> Source
Wednesday, 8 September 2010

Must be Chuseok! Order your Spam Set.

this is from a twitter post posted by a facebook friend...


One of the charms of Korean holiday culture is the gift giving culture: for a while I thought it was dumb, or lame, or stupid, that Koreans give each other toothpaste, spam, and olive oil sets for chusok, but now I just think it's goofy and funny.

Now, the spam might well hearken back to Korea's post-war poverty, a time when the US Military saw to it there was lots of military issue spam in the country, but it was mostly a luxury item for impoverished Koreans.  Some foods, for example budaejigae, came out of that period, and are frankly, some of Korea's best down home lunches, regardless of whether Korean food promotion is proud or ashamed of that period of post-war poverty.  I'll take a good old homey budaejigae over a pretentious boutique cafe lunch any day.

One year, my boss gave every foreign staff member (and every foreign Korean staff member) huge boxes of spam.  None of us knew what to do with it: none of us used spam in our cooking, none of us particularly liked spam.  We had to sign our spam sets out with the front desk; some of us never claimed one, and a few of us left them in the staff room for months before getting rid of them.  We mostly re-gifted them, and we kept one around, to set it up beside our computer monitor, so that it blocked the glare on the computer monitor between 10 and 11 am, when the sun shone in the window.   Were we being passive-aggressive?  Perhaps... but for seollal, our bosses gave us bottles of wine instead, which we actually used.  Another boss gave cash.  That was the best, and if any of my readers are Koreans, thinking of gifts for your foreign friends, cash or gift certificates are probably the perfunctory gifts we'll appreciate most.

The interesting thing, to me, is how in my anecdotal experience, it's so totally acceptable to give out a basically thoughtless gift here.  I asked Wifeoseyo and she said the same: It's just the giving of the gift that matters.  Everybody knows it's perfunctory gift anyway, and there seems to be an unspoken agreement to just be OK with that.  When I give a gift to Wifeoseyo, I want to think about her style, her taste, what she needs, what she expects, and what will make her feel happy: I spend a lot of time thinking about possible gifts, and even writing down in my pocketbook ideas that would make her happy, come gift-giving time.  Making scrapbooks, remembering old conversations, stuff like that.

I talked to an older lady (and yeah, this is generational), and she said, point blank, that she'd rather her husband just gave her cash for her birthday, so she could get what she wanted.  Weddings are the same: people give envelopes of cash on wedding days, and used to give cash to teachers as well - the white envelope culture works here, and again, wedding couples generally just agree to be OK with the way wedding halls sometimes even have a cash machine in the lobby, so that you don't even have to plan at all - just show up at the wedding hall with a bank card.

Do people in North America give thoughtless, perfunctory gifts?  Sure.  Ever got a box of chocolates for valentines day?  My Dad is a pastor, and pastors get a lot of perfunctory boxes of chocolate and christmas cake and pastries, come Christmas.  Back home, people give thoughtless gifts too.  Here, it seems like people don't even try.

So... do the Koreans you know feel embarrassed at all about giving cash, or olive oil, or toothpaste, to even close relatives, or is everybody still openly OK with it (even if they quietly bring it home and go "what the HELL am I going to do with twelve kilograms of spam?")

> Problem to solve
According to the Chuseok gift post above, what sets do Koreans give each other for the holiday?

> Dataset
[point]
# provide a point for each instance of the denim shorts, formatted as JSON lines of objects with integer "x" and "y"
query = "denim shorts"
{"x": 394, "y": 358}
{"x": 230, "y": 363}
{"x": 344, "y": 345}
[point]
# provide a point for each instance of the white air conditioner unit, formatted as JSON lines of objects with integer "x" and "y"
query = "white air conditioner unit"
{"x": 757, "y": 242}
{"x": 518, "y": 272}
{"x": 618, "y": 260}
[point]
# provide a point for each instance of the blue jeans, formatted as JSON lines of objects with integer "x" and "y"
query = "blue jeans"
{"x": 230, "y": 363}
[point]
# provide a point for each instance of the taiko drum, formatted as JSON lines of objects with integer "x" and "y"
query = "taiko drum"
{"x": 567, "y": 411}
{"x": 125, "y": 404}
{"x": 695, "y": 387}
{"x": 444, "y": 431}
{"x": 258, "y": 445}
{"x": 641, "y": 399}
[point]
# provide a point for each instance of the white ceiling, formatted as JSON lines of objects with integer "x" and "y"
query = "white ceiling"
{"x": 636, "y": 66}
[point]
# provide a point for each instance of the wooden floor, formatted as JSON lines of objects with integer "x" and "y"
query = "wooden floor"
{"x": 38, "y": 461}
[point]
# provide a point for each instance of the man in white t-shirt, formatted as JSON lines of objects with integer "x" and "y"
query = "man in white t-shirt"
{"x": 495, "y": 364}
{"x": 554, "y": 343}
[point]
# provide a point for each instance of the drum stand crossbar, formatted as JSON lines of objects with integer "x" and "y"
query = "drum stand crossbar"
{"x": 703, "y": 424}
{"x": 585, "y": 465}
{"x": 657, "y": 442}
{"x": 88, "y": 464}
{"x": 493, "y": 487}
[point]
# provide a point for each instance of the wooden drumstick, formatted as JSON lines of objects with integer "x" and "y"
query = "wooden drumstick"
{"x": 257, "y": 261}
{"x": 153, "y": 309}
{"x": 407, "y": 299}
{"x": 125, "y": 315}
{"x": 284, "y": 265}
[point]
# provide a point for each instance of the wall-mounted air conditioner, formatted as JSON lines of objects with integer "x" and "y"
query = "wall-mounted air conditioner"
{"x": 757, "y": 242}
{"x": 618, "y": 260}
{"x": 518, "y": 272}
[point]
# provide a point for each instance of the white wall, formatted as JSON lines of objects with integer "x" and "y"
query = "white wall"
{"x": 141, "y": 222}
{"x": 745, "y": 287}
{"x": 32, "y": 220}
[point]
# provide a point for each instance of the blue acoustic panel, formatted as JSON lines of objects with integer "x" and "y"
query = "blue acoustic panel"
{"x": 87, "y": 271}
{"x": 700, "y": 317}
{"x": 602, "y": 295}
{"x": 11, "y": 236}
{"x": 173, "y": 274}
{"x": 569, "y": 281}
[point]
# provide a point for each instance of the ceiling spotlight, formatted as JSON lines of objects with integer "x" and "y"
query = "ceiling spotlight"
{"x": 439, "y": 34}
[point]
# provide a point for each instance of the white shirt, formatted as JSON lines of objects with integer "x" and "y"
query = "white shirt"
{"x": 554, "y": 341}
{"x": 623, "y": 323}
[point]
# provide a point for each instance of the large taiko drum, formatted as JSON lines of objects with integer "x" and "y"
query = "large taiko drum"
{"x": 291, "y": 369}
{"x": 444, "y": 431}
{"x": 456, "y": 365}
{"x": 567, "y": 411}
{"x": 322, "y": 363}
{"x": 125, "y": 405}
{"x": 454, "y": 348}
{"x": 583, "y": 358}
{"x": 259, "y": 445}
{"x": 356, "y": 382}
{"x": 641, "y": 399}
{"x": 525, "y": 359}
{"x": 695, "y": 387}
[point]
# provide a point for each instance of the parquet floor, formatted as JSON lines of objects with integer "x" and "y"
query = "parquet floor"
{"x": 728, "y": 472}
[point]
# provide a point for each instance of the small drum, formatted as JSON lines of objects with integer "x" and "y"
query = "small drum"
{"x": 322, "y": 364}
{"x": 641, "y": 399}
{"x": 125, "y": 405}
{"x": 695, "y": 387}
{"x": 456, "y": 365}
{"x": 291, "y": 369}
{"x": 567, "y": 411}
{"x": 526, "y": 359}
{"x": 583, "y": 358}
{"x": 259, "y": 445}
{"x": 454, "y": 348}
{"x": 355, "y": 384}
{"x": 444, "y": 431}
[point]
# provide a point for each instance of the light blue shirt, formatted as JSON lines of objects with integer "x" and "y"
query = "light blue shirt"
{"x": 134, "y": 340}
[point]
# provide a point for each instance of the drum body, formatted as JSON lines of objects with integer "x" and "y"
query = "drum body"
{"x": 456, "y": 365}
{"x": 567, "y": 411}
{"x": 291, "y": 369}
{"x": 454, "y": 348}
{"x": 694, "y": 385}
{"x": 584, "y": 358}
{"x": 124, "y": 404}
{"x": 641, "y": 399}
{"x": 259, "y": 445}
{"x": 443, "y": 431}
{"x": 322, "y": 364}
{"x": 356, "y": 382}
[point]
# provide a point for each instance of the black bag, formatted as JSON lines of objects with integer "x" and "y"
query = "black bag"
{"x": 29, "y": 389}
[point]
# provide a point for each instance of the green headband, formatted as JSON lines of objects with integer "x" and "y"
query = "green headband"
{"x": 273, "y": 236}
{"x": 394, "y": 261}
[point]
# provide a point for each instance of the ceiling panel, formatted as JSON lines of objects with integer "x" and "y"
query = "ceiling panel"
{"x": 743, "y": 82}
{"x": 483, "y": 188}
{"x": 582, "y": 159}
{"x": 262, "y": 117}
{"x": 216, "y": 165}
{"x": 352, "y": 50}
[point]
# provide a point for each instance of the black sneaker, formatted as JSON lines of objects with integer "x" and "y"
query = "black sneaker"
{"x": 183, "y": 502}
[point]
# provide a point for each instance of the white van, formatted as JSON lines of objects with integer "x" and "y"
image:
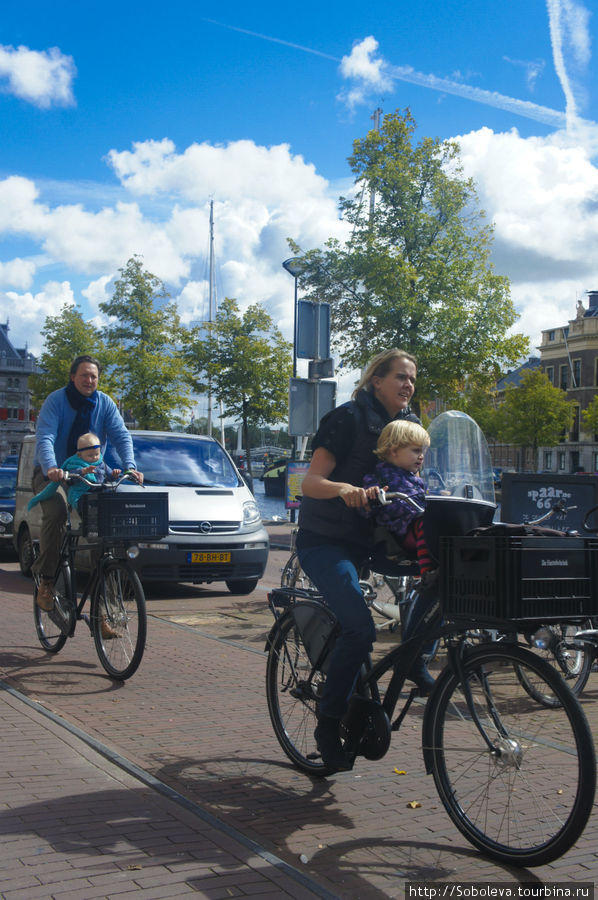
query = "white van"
{"x": 215, "y": 529}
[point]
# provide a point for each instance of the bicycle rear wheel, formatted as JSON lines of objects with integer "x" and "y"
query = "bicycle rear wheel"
{"x": 119, "y": 620}
{"x": 49, "y": 634}
{"x": 293, "y": 694}
{"x": 574, "y": 663}
{"x": 519, "y": 783}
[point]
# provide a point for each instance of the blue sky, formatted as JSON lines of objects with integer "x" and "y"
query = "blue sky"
{"x": 121, "y": 122}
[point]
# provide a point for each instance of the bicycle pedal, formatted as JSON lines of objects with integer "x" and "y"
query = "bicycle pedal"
{"x": 60, "y": 617}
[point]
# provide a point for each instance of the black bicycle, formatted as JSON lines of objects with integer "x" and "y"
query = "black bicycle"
{"x": 117, "y": 618}
{"x": 492, "y": 748}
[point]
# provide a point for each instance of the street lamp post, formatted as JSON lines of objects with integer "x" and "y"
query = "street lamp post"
{"x": 294, "y": 267}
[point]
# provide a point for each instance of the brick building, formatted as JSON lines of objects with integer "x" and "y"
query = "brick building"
{"x": 16, "y": 414}
{"x": 569, "y": 357}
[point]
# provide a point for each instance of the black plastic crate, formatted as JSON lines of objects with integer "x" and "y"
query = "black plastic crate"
{"x": 488, "y": 579}
{"x": 128, "y": 514}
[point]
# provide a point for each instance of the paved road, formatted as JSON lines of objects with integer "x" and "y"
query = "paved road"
{"x": 194, "y": 717}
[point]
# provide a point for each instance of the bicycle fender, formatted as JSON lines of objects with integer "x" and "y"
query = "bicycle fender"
{"x": 428, "y": 724}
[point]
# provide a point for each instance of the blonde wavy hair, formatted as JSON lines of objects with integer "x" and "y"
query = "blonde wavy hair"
{"x": 380, "y": 366}
{"x": 401, "y": 433}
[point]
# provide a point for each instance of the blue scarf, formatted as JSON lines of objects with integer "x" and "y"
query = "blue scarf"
{"x": 84, "y": 407}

> Written answer
Toothpaste, spam, and olive oil sets.